Start of Block

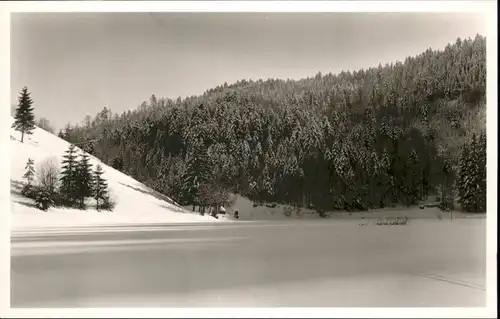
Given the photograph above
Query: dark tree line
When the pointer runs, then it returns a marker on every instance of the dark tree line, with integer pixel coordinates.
(356, 140)
(70, 187)
(24, 118)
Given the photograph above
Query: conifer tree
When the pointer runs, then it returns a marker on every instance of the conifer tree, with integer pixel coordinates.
(69, 182)
(30, 171)
(481, 176)
(24, 119)
(84, 178)
(100, 186)
(197, 172)
(463, 177)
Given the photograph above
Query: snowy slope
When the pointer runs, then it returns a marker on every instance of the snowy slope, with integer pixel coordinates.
(136, 203)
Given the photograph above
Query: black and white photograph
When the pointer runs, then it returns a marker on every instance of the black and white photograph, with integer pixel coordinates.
(239, 159)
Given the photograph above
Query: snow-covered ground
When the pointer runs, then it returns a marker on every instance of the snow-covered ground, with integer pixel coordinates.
(135, 202)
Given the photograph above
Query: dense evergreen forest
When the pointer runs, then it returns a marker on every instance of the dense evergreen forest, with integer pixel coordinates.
(392, 134)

End of Block

▶ _WHAT YOU WILL DO_
One number and nothing else is the answer: how many lines of the material include "Query".

▶ _EXERCISE OUTPUT_
6